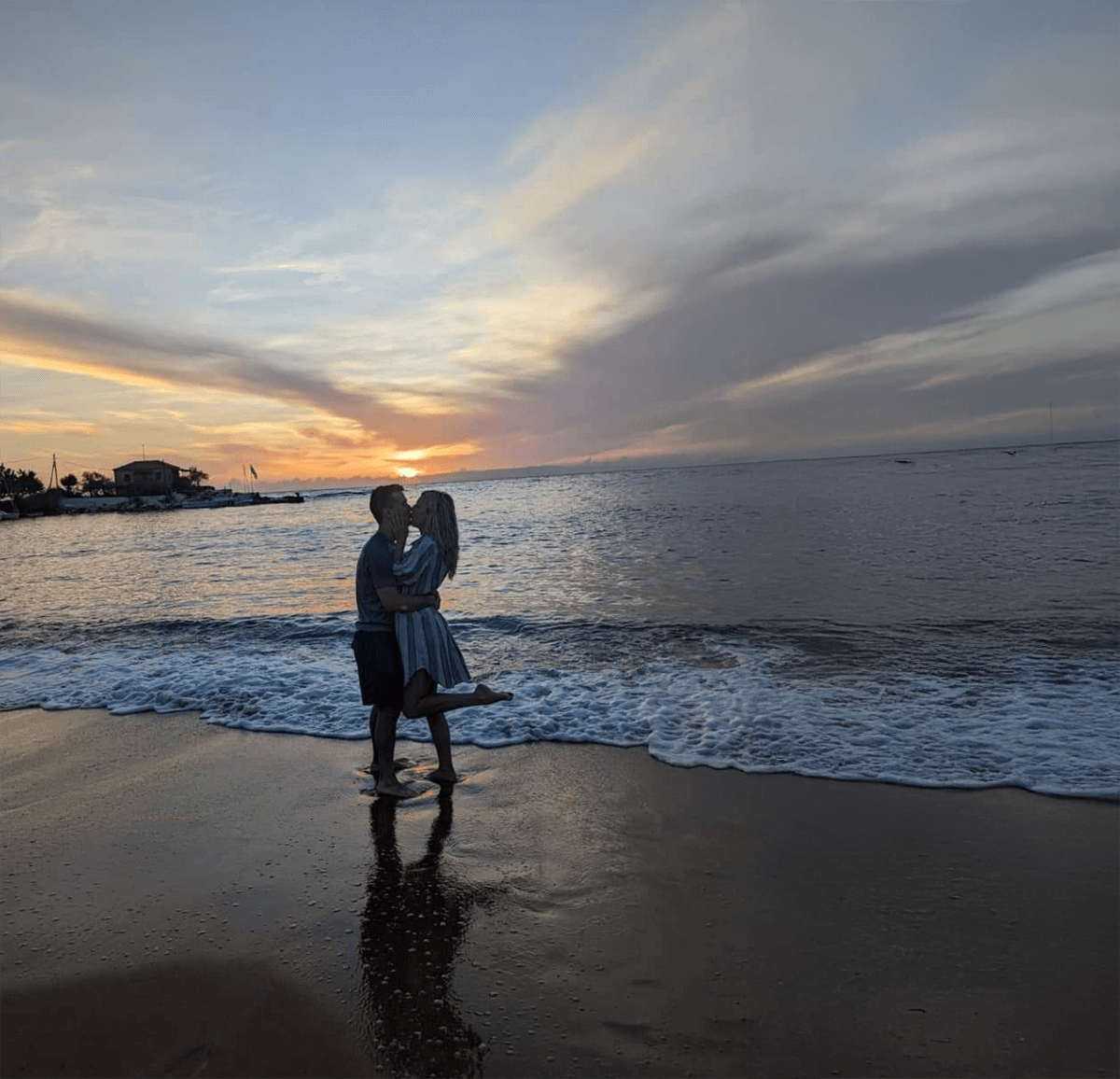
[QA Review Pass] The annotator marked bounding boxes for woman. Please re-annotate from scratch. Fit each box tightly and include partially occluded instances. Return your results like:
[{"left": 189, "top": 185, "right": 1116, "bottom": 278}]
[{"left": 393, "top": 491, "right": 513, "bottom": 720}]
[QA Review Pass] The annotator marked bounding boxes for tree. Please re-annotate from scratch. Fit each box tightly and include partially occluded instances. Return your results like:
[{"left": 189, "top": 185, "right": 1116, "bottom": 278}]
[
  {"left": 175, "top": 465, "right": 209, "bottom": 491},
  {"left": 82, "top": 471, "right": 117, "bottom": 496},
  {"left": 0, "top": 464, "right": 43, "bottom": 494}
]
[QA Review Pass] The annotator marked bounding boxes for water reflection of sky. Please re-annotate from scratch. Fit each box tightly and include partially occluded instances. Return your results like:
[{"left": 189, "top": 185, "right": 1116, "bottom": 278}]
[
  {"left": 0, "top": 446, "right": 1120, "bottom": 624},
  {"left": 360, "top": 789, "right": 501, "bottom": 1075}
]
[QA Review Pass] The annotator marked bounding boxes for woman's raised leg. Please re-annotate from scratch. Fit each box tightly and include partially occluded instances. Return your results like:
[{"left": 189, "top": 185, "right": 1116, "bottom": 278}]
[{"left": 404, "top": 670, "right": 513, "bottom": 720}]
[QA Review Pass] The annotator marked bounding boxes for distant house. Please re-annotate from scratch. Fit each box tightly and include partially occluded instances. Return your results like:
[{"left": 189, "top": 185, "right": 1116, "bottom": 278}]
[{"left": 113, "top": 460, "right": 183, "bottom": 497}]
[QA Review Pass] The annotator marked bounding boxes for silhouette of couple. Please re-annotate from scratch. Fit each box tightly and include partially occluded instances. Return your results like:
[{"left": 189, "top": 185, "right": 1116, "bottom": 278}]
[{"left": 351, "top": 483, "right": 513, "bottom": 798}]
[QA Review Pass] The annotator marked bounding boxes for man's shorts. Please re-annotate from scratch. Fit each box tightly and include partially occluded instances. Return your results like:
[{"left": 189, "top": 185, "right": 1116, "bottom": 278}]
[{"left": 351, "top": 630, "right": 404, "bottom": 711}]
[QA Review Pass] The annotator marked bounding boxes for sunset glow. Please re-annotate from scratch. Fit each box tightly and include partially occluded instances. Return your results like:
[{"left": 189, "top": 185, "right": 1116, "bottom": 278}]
● ● ● ● ● ● ●
_Task statement_
Extract every line from the one containing "[QA Review Pass] The annotator marked bounding boxes for man's" through the last line of the data, inclusive, exactly as written.

_Output of the exercise_
[QA Review Pass] The annotator marked bounding boxes for man's shorts. Please re-annotate from scratch. Fit each box tightly and include partially occluded instances. Return your results like:
[{"left": 189, "top": 185, "right": 1116, "bottom": 278}]
[{"left": 351, "top": 630, "right": 404, "bottom": 711}]
[QA Review Pass] The annotator marked bounding boxes for sunset glow. Please re-annotate from scratch. Fit each box tightly and include partially occluded instances. Return your results like:
[{"left": 189, "top": 185, "right": 1116, "bottom": 278}]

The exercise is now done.